## SOURCE EXCERPT
+ + + +
Be tubed for your school
Students in the state's first scholastic surf meet are thrilled at the opportunity to represent their peers
By Alexandre Da Silva
As Castle High School's surf club adviser, teacher Paul Detton meets with students during lunch to talk about riding waves and view surf movies, and he has arranged winter field trips to watch professional contests on the North Shore.
But actually going into the ocean with them has always been off-limits -- until now.
Hawaii public school students will finally hit the surf in official tournaments beginning Saturday, nearly four years since the state Board of Education approved surfing as an interscholastic sport.
"I've always wanted to try, always wanted to compete," Castle High senior Cody Akiona, 17, said on a recent afternoon as he waxed his longboard and looked at a clean swell brushing Kualoa Point. "Now, since I'm a senior at the school, I might as well try it."
His club is scheduled to face off against surfers from Kaimuki, Kalaheo and Kahuku on Saturday at Flies, a break off Kakaako Waterfront Park in downtown Honolulu. They also will compete on the West Side, first at Nanakuli Tracks in April and then at Maili Point in May, to determine who will clinch the inaugural title, organizers said.
The school board's May 2004 vote to recognize surfing was considered overdue by proponents who struggled to understand how, of all places, Hawaii lacked high school surfing. Schools in New York, South Carolina and Florida all have surf clubs, while California has about 140 schools participating in surf competitions, officials said.
"It's a shame because other countries like Australia and New Zealand have been doing this as part of their school curriculum for years now," said Detton, a special education teacher who's also a Castle High surf coach, as he handed red jerseys to his five students. "We are just catching up now, but it's a step in the right direction. That's cool."
RICHARD WALKER / RWALKER@STARBULLETIN.COM
Kahuku High Surf Team members Sian Howells, right, a 10th-grader, and Keola Kahaulelio, a ninth-grader, get their boards ready before practicing at Haleiwa Beach Park.
+ + + +
## INFORMATION SHOWN
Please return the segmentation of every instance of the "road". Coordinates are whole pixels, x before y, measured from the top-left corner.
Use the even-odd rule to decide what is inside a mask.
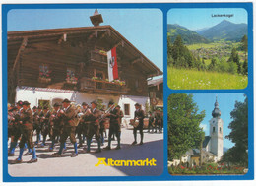
[[[137,141],[140,135],[137,134]],[[11,164],[18,157],[19,148],[16,148],[15,156],[8,157],[8,173],[14,177],[44,177],[44,176],[152,176],[160,175],[163,171],[163,133],[147,133],[144,131],[144,144],[131,146],[133,142],[133,131],[123,129],[121,134],[120,150],[102,150],[101,153],[95,153],[97,144],[95,140],[92,143],[92,153],[86,154],[83,148],[79,148],[79,155],[71,157],[73,145],[67,142],[67,151],[62,157],[51,157],[51,155],[58,151],[59,144],[54,152],[48,152],[48,145],[44,148],[36,148],[38,162],[26,163],[32,155],[23,156],[23,163]],[[104,143],[105,147],[107,142]],[[117,145],[112,141],[112,148]],[[25,152],[26,153],[26,152]],[[155,158],[157,166],[105,166],[98,162],[98,158],[105,157],[114,160],[145,160]]]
+ + + +
## GIVEN EXERCISE 1
Answer these questions about the high school surfing article:
(a) At which break off Kakaako Waterfront Park will Castle High face other schools on Saturday?
(b) In what month and year did the school board vote to recognize surfing?
(c) About how many California schools take part in surf competitions?
## GIVEN EXERCISE 2
In the high school surfing article, rewrite everything from "Hawaii public school" down to "an interscholastic sport.", with "official tournaments" swapped for "sanctioned tournaments".

## RIGHT ANSWER 1
(a) Flies
(b) May 2004
(c) About 140

## RIGHT ANSWER 2
Hawaii public school students will finally hit the surf in sanctioned tournaments beginning Saturday, nearly four years since the state Board of Education approved surfing as an interscholastic sport.